_Problem details_
Drop the pictures; give again exactly the lines from the one holding "Category: windshield wiper" through the end of the data.

____________

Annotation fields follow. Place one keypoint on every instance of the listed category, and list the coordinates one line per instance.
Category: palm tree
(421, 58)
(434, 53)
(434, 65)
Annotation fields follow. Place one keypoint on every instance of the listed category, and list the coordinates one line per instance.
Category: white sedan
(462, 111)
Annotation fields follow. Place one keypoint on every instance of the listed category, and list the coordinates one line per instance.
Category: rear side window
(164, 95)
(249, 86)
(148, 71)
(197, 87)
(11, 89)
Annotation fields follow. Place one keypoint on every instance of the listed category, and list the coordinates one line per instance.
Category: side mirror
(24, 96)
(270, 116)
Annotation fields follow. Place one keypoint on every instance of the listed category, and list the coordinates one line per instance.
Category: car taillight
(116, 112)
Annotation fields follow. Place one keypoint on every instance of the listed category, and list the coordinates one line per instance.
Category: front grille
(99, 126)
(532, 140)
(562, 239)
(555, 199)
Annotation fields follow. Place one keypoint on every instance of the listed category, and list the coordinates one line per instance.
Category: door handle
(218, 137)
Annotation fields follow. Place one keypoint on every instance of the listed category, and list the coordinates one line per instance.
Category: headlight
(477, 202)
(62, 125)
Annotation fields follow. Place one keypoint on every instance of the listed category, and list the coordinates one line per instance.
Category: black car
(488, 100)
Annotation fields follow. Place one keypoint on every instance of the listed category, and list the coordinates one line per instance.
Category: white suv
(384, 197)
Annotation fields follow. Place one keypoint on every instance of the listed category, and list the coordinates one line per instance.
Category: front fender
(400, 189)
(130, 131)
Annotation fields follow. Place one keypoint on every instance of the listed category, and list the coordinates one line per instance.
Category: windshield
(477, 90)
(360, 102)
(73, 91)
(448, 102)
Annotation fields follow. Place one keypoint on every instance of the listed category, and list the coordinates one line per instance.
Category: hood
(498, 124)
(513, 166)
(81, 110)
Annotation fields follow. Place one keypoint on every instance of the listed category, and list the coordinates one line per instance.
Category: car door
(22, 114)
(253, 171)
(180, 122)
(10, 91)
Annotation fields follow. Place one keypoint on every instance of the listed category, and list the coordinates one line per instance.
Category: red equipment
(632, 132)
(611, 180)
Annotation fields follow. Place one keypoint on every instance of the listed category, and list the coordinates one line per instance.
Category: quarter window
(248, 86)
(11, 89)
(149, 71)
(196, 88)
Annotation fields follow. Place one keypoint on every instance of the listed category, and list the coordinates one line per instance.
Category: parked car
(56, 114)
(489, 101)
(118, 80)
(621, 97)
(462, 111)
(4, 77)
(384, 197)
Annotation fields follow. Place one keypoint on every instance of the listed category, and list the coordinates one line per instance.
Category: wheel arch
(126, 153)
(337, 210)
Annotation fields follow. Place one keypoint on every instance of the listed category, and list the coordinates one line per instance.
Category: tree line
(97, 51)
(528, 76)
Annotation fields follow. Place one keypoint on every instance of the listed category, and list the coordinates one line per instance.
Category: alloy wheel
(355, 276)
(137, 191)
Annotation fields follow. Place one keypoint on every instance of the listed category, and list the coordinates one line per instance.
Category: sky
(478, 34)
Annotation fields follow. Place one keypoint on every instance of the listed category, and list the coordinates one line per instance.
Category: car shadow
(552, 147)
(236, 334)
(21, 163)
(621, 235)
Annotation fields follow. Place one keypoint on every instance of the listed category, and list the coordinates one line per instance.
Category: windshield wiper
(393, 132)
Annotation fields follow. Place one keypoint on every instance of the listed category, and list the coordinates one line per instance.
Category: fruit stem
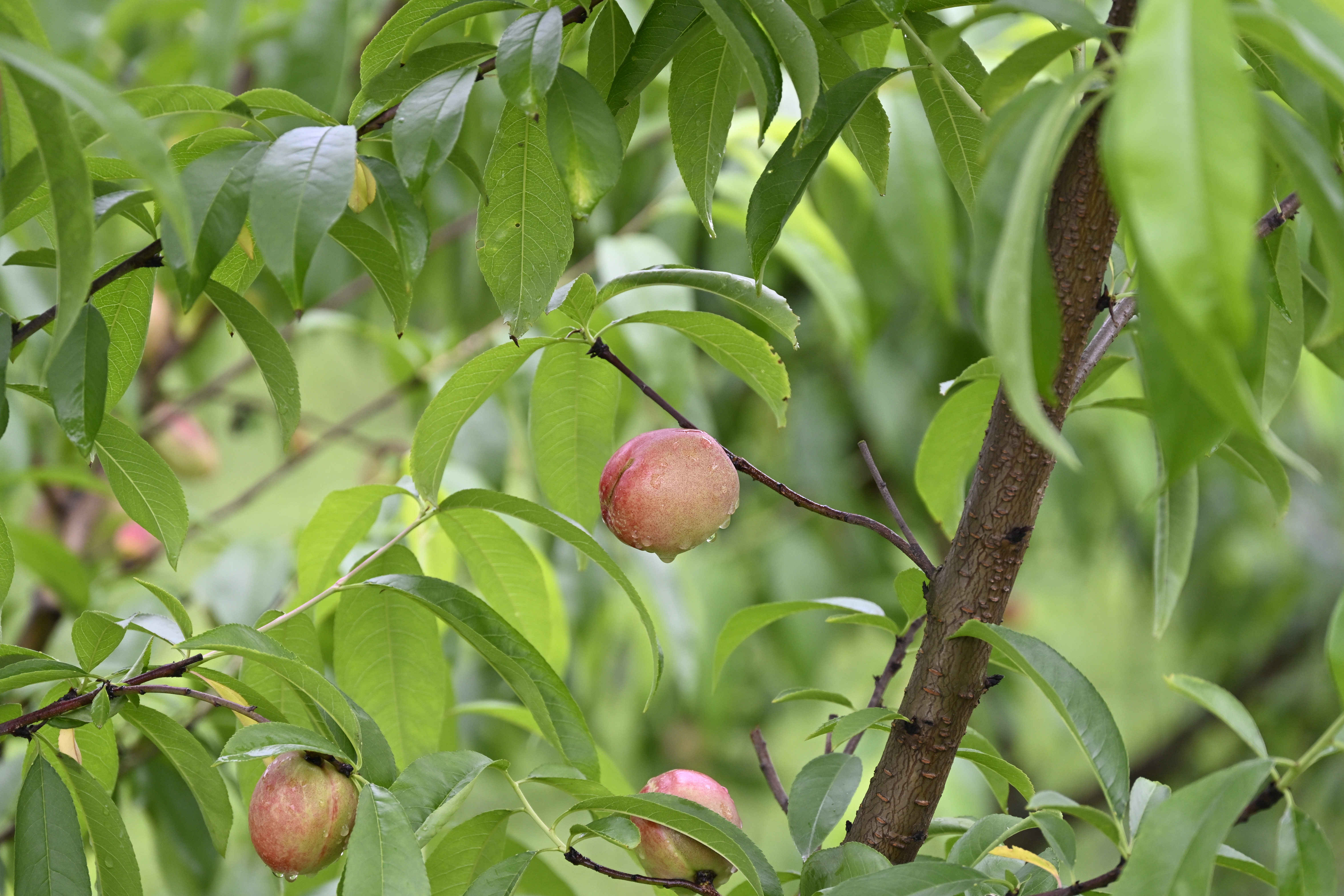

____________

_Reply to the exercise_
Category: windshield wiper
(393, 132)
Annotation fields follow. Place one keypoint on every instance of the listed category, and list the coordinates one line per instance.
Category: fruit stem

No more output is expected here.